> **Data records**:
◆ ◆ ◆ ◆ ◆ ◆ ◆
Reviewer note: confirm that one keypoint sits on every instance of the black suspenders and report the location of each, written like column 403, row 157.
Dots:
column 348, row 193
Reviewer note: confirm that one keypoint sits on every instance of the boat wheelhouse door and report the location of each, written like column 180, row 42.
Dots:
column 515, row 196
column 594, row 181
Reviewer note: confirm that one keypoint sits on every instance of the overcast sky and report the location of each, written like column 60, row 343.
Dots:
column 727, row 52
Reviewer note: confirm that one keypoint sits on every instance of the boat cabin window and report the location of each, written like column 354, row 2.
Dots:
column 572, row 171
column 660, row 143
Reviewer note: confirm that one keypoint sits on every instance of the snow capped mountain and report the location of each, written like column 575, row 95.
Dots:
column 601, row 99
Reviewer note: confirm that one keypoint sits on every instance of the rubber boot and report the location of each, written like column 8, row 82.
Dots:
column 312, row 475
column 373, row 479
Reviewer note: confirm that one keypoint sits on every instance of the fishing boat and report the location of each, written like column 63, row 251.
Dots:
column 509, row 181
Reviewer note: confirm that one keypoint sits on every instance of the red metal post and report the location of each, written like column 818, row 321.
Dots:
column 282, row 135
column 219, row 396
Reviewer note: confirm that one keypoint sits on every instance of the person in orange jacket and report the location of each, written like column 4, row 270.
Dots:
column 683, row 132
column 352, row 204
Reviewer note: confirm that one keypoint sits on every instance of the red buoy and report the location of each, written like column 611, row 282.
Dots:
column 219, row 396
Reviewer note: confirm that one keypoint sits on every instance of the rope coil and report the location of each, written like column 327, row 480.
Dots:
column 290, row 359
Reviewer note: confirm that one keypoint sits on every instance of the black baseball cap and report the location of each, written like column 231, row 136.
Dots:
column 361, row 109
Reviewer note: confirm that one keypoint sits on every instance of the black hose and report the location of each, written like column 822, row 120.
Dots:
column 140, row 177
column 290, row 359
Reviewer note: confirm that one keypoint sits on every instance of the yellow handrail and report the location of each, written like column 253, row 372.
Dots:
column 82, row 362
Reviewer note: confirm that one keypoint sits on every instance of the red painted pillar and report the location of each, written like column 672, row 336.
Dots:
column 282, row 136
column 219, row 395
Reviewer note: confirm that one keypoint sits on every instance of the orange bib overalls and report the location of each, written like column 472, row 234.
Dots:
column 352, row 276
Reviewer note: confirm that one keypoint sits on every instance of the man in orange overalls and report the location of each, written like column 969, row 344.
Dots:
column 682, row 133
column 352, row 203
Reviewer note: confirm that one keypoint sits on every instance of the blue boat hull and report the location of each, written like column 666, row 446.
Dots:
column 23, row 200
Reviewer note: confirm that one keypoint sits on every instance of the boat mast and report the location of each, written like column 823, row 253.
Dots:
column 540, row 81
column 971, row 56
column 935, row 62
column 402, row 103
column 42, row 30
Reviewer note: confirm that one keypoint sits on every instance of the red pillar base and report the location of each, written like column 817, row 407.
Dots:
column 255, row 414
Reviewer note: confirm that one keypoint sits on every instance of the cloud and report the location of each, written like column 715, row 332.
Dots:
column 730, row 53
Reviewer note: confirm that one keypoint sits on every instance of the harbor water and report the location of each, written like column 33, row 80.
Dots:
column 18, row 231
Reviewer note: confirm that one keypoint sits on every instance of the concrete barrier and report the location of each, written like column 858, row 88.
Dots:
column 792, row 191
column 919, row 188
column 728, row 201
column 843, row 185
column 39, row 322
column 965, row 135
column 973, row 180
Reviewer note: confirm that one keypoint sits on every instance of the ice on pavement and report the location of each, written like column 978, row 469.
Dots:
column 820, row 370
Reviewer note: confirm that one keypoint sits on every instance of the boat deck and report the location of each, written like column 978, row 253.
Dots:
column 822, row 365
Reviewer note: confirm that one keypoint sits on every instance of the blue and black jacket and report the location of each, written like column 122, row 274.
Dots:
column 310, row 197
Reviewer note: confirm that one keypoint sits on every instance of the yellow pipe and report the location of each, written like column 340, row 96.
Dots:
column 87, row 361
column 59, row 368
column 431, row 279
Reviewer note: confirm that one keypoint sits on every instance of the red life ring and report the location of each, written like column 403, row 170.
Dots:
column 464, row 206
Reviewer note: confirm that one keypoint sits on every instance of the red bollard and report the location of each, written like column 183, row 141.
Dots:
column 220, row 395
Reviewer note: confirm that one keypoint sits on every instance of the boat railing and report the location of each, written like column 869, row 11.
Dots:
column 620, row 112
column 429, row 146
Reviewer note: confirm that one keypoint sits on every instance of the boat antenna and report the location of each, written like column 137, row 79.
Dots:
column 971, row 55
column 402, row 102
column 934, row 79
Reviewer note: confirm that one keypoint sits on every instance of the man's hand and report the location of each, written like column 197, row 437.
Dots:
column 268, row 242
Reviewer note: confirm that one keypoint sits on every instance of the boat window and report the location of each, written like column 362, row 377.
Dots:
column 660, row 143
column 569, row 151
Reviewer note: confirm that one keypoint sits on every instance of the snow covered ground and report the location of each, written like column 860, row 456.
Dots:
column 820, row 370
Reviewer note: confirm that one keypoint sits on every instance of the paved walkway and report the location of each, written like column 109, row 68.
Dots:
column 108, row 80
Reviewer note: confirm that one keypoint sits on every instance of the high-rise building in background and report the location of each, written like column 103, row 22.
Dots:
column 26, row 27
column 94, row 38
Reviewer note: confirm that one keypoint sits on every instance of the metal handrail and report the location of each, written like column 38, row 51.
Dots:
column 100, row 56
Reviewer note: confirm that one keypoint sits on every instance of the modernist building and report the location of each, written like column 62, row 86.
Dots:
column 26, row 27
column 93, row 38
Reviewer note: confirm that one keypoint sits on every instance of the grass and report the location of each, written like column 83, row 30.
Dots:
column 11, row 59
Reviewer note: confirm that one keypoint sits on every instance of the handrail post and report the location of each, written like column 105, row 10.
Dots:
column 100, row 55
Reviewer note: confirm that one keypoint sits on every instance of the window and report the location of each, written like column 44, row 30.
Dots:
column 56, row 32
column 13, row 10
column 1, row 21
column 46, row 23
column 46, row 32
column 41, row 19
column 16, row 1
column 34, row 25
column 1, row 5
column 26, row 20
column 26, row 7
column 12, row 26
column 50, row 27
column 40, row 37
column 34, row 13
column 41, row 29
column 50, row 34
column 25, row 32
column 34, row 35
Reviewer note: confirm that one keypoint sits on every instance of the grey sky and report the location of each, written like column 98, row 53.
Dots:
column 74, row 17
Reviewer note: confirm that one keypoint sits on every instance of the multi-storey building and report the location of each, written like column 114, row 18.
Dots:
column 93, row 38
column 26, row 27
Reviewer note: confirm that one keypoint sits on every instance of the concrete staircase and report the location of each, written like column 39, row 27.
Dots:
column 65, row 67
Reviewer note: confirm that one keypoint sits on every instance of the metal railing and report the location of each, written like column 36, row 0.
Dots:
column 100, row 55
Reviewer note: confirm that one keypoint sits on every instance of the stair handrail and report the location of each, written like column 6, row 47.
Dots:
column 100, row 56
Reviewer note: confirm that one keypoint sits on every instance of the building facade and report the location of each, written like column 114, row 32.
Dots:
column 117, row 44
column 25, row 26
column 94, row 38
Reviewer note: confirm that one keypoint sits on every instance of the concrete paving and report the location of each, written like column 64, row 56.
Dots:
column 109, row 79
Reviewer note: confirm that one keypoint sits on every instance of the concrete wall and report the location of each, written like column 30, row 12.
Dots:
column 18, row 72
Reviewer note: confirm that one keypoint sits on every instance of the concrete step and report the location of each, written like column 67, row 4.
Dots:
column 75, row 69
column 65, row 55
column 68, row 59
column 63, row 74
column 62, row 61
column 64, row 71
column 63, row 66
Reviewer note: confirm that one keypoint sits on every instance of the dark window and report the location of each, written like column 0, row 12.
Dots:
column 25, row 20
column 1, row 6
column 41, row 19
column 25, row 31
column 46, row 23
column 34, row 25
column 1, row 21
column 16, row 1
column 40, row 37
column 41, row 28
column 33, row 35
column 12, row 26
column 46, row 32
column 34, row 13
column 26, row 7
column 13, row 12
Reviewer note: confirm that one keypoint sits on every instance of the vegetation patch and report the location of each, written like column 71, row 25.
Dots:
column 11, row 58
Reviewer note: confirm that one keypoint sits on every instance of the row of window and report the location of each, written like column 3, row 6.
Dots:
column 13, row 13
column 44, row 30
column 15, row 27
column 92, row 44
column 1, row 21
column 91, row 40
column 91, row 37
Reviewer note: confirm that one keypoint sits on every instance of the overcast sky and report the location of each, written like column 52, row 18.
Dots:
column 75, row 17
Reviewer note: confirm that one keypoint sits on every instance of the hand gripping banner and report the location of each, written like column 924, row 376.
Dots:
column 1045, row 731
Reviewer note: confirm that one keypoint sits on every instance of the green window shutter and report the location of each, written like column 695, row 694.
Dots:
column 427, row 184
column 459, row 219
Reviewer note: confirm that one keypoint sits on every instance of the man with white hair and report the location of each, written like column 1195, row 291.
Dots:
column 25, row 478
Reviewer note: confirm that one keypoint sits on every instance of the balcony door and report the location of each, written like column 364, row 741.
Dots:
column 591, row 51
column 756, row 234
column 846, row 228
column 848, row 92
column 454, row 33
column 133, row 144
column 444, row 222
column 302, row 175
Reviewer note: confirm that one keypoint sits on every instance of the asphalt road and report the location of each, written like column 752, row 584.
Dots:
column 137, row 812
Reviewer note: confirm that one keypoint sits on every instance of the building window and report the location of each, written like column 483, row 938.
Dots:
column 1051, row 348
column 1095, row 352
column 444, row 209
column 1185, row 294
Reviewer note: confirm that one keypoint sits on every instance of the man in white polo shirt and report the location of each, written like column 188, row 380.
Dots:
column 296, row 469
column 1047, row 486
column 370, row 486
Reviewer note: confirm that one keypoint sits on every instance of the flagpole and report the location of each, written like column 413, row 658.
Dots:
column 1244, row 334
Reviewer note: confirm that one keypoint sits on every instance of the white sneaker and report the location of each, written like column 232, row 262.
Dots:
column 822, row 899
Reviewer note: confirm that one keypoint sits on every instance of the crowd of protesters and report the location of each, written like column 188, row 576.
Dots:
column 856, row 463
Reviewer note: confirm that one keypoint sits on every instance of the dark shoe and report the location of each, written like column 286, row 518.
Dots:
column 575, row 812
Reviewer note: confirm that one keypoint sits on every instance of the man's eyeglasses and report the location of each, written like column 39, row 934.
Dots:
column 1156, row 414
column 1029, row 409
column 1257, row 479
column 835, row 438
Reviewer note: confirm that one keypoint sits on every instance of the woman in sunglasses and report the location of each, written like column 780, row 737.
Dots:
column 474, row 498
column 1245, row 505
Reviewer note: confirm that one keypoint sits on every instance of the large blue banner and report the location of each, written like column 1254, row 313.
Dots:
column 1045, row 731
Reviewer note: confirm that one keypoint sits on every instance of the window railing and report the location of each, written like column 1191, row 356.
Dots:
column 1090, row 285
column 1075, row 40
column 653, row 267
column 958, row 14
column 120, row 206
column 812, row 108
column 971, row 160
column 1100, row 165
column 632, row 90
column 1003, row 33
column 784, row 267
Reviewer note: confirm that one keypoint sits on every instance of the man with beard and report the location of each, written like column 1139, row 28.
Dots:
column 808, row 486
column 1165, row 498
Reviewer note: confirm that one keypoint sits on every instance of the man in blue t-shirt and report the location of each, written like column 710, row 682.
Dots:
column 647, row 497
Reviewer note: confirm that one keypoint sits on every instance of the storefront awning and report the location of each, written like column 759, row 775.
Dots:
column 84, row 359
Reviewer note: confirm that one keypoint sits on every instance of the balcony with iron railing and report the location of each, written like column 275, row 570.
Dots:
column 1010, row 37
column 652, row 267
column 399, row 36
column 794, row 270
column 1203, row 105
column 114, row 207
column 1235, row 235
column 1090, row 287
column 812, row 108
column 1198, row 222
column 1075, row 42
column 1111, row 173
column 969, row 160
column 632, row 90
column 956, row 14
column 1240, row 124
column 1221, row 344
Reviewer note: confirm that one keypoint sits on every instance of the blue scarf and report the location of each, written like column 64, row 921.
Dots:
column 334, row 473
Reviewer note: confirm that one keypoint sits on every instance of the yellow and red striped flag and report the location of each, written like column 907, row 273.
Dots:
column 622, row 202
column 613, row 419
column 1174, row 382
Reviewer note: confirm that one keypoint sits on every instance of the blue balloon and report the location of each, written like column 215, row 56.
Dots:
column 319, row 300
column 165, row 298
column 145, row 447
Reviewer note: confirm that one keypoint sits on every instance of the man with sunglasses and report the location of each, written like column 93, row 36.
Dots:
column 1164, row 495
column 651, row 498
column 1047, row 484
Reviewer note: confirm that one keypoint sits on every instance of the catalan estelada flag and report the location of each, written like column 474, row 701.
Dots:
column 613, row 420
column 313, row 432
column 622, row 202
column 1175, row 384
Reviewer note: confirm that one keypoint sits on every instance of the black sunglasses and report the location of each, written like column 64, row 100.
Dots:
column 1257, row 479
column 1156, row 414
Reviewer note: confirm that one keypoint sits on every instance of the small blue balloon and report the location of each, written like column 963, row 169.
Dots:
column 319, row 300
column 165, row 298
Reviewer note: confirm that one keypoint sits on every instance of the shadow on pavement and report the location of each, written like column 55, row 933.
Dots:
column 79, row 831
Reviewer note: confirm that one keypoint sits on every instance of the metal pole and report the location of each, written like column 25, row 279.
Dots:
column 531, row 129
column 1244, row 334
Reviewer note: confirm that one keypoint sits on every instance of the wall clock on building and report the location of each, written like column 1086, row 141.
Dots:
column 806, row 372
◆ ◆ ◆ ◆ ◆ ◆ ◆
> **Required work**: Recast the records above, everything from the line containing "122, row 274." down to the line containing "column 310, row 197", as a two-column CSV with the headers text and answer and one row per record. Put each value in a single quoted field, with line breaks turned into spaces.

> **Response to this exercise**:
text,answer
"Reviewer note: confirm that one keypoint sits on every instance of the blue and black jacket and report the location of each, written like column 122, row 274. Dots:","column 310, row 197"